• [Exercise]
Answer these questions from the comments below.
1. Which phrase does one commenter say helped them during family chaos?
2. Who are the three examples of an ally that one comment suggests finding?
3. What does the last comment recommend wearing to study?

• [Reading text]
◆ ◆ ◆
Honestly his ‘I gave you everything’ line is gaslighting. You can acknowledge his past efforts without accepting current hurt. Short visits, bring a friend, or study elsewhere. Protect your routine and medication schedule first.

+8
2 months ago

You’re not overreacting. Setting boundaries isn’t عقوق if you do it respectfully. Say something like ‘I need a calm home to study and be healthy, please don't bring alcohol here’ and stick to it. If he won’t listen, limit contact to preserve your peace.

+15
2 months ago

Sending big hugs. If relatives sided with him, find at least one ally (a cousin, an aunt, or a trusted neighbor) who understands. Sometimes one supportive person makes decisions easier. And schedule study blocks - treat them like appointments you can’t miss.

+8
2 months ago

I’m so sorry. Remember bipolar and depression make stress harder - keep treatment steady, reach out to your therapist about boundary scripts, and use short duas when overwhelmed. ‘Hasbunallahu wa ni'mal wakeel’ helped me in family chaos. You’ve got this, one step at a time.

+14
2 months ago

Girl, focus on your exams first - deadlines don’t wait. Use noise-cancelling headphones, study at library or friend’s place if home is chaotic. Therapy + dua = powerful combo. And don’t feel guilty for protecting yourself.
◆ ◆ ◆
• [Provided information]
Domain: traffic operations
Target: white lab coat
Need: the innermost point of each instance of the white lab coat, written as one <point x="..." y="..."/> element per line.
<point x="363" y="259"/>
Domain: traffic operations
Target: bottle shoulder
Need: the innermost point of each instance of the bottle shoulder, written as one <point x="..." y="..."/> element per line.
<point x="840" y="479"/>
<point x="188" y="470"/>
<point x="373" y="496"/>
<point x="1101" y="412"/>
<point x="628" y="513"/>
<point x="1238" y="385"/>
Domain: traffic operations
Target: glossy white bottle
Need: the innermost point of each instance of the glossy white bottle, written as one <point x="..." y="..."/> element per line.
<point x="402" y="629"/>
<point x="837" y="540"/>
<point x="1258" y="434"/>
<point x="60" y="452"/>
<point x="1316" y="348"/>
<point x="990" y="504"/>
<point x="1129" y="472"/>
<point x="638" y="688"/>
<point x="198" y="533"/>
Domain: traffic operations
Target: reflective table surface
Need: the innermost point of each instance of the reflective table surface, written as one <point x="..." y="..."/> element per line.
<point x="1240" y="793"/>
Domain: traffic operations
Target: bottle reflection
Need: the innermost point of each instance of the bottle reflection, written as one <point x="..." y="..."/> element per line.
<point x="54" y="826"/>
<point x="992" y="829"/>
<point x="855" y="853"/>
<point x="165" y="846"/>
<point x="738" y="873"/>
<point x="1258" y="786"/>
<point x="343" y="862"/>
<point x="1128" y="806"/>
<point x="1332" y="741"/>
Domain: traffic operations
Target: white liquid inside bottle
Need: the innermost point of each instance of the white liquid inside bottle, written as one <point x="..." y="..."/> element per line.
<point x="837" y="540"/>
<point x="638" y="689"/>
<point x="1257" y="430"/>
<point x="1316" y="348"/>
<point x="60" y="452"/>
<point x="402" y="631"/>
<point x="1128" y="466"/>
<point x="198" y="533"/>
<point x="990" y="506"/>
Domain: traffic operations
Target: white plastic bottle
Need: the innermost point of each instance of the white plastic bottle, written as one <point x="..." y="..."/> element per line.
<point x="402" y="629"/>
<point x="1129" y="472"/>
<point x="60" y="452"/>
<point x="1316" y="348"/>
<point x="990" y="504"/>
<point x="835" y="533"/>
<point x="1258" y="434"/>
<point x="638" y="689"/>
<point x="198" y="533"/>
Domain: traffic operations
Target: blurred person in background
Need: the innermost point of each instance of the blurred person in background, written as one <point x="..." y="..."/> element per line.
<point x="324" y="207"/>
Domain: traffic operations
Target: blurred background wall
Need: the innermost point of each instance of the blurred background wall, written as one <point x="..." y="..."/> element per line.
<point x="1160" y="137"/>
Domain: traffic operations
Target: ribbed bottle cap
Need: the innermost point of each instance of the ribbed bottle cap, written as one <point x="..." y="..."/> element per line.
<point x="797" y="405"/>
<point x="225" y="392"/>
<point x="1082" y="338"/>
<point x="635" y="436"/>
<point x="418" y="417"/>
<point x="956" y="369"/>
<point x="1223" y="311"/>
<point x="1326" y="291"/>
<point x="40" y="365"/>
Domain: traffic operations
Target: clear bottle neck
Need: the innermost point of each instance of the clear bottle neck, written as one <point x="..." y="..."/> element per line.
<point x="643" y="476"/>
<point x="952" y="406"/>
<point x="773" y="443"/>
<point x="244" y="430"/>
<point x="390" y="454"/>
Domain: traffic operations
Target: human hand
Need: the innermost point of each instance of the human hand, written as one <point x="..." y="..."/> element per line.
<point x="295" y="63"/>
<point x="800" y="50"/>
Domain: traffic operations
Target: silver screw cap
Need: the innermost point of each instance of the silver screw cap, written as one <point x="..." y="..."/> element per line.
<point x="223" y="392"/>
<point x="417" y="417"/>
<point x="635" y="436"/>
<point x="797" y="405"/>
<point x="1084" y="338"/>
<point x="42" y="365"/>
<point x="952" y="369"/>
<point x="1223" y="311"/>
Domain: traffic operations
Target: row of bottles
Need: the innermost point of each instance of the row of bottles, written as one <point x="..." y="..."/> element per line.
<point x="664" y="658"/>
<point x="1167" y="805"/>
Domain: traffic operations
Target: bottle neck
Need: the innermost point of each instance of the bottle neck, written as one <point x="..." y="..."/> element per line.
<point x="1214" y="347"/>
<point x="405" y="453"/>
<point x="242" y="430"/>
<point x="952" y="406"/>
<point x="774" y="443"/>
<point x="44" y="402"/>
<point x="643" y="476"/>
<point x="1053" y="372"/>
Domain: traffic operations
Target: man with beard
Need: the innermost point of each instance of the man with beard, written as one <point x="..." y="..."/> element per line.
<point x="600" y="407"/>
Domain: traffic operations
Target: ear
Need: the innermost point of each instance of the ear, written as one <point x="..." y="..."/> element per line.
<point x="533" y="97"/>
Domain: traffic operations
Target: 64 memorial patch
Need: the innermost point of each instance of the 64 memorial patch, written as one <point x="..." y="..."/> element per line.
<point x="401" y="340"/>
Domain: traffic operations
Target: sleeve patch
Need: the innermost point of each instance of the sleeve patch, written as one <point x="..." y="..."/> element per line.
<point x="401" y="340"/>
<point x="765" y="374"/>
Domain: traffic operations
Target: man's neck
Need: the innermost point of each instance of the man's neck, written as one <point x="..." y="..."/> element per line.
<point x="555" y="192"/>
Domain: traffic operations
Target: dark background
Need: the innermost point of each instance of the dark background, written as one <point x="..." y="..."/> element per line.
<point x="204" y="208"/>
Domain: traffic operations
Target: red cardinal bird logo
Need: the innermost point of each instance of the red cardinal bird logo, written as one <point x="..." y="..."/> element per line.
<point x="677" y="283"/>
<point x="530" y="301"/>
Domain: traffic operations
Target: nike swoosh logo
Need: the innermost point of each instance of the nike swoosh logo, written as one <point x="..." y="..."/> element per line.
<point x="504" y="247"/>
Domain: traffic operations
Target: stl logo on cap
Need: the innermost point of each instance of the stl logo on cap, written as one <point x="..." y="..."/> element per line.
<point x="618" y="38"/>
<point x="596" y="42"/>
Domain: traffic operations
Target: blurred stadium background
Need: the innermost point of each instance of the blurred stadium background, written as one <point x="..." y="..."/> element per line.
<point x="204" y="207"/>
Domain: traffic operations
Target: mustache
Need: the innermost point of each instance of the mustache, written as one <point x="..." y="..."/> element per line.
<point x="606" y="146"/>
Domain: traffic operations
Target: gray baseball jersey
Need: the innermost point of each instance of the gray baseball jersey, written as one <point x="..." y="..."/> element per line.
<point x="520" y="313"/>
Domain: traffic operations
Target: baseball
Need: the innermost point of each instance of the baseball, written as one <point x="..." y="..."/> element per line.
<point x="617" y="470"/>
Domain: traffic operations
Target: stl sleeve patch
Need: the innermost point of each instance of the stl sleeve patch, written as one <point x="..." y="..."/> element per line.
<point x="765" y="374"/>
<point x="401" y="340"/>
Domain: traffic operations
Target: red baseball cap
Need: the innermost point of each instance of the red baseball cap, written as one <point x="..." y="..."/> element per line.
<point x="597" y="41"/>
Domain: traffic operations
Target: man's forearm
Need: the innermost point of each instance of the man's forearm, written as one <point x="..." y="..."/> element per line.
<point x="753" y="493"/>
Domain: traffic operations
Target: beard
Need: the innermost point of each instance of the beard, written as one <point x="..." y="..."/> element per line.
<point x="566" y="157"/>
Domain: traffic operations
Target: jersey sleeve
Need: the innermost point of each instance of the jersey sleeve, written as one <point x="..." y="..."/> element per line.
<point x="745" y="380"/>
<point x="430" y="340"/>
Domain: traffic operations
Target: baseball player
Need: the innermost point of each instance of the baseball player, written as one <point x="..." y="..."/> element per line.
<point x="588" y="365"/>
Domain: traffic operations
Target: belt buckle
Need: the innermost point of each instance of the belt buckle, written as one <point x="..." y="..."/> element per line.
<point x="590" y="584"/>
◆ ◆ ◆
• [Finished exercise]
1. ‘Hasbunallahu wa ni'mal wakeel’
2. A cousin, an aunt, or a trusted neighbor
3. Noise-cancelling headphones